→ **Written request**
Count the lines in the material below that contain the string "dark". Give only the number.

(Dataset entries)
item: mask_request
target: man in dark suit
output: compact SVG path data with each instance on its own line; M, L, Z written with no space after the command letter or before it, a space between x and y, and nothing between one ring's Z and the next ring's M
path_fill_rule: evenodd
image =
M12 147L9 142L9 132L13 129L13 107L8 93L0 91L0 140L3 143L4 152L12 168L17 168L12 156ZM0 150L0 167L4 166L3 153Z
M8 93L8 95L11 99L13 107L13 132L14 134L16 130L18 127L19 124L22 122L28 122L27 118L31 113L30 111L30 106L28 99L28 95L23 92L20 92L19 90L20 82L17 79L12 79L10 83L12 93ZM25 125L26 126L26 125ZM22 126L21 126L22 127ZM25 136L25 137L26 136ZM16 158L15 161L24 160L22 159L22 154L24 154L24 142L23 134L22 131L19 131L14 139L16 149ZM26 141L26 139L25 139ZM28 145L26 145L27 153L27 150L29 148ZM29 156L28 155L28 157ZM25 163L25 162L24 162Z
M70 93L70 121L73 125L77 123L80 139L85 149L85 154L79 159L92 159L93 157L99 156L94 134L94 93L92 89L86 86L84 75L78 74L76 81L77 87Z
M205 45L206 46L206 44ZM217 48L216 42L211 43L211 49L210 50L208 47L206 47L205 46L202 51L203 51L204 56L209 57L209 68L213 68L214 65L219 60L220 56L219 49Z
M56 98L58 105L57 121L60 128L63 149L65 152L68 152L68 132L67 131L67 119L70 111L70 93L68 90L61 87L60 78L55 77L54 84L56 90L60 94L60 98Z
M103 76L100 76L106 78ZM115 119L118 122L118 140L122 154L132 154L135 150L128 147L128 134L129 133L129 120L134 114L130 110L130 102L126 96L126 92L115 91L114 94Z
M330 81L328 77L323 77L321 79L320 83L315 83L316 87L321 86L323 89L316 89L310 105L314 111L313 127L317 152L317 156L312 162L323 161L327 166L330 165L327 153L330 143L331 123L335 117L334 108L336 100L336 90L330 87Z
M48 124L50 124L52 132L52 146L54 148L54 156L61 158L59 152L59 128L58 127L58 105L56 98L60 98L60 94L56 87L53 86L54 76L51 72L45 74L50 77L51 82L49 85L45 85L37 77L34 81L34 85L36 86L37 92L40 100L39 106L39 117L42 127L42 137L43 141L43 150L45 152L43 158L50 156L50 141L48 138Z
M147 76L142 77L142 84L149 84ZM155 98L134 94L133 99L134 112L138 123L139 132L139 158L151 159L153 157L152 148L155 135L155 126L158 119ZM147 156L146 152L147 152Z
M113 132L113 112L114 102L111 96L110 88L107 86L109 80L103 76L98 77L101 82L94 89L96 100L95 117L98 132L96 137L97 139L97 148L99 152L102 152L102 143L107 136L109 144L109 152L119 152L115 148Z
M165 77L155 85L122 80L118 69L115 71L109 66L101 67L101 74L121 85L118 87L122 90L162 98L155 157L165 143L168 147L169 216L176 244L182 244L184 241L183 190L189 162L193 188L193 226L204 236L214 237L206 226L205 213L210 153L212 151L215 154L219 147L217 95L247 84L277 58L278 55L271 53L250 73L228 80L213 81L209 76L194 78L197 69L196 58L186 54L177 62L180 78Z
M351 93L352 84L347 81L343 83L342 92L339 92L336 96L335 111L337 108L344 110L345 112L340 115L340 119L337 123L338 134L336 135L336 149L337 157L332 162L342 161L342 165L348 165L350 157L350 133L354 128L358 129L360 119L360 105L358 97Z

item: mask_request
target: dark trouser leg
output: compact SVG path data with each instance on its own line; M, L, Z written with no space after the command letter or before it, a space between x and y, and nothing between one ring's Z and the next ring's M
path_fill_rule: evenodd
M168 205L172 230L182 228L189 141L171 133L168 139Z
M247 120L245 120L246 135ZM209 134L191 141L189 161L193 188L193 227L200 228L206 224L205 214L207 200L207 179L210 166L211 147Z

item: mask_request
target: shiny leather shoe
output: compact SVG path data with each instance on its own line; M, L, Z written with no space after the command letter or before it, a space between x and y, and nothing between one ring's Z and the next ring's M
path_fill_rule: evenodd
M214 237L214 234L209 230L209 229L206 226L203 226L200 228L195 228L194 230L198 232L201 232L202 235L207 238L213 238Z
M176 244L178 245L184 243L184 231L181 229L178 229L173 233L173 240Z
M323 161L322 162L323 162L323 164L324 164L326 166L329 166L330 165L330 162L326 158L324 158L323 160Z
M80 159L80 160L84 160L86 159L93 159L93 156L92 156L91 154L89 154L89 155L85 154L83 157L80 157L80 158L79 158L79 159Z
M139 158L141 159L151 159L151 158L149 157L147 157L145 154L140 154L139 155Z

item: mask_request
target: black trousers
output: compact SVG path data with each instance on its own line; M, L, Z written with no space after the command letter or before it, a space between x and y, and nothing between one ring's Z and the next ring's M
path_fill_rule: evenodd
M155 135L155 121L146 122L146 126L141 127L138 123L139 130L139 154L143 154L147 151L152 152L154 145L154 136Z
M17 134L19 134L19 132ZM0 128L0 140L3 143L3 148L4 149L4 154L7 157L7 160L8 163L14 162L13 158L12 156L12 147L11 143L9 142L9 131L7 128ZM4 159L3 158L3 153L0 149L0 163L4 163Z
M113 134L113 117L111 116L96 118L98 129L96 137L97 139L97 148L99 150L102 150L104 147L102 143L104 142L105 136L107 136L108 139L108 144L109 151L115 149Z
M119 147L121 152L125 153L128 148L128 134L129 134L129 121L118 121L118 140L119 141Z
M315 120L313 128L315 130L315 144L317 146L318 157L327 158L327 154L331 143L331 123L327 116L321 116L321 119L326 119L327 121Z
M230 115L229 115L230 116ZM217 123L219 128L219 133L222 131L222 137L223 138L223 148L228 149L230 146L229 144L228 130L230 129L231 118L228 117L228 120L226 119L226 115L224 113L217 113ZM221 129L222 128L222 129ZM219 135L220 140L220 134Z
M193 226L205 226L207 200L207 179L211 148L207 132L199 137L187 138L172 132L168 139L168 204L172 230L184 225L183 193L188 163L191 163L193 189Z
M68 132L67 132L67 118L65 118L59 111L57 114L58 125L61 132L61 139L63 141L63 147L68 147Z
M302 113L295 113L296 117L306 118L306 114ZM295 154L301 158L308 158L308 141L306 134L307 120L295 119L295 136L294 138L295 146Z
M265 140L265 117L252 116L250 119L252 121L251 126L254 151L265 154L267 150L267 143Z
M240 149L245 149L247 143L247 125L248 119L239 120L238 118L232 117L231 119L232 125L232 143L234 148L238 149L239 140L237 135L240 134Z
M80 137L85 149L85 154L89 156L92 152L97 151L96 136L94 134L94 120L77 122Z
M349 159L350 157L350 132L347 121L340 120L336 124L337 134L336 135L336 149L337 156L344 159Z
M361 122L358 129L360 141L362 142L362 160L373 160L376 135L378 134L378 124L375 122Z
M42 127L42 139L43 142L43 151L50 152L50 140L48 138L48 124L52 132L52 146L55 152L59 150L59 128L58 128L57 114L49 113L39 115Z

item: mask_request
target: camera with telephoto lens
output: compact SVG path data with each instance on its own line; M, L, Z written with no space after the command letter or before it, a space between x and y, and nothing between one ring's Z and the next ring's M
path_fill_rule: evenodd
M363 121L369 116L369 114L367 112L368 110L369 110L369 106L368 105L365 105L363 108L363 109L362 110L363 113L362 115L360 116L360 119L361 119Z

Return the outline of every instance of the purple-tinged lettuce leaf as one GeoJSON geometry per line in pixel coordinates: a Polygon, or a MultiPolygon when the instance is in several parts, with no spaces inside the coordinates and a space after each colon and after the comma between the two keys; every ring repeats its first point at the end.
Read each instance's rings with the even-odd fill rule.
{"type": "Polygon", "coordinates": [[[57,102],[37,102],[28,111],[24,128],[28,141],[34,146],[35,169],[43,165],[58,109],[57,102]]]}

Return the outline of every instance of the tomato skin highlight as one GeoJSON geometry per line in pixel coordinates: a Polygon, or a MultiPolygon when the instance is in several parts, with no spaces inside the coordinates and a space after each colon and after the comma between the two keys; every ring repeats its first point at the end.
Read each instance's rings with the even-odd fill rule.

→ **Result**
2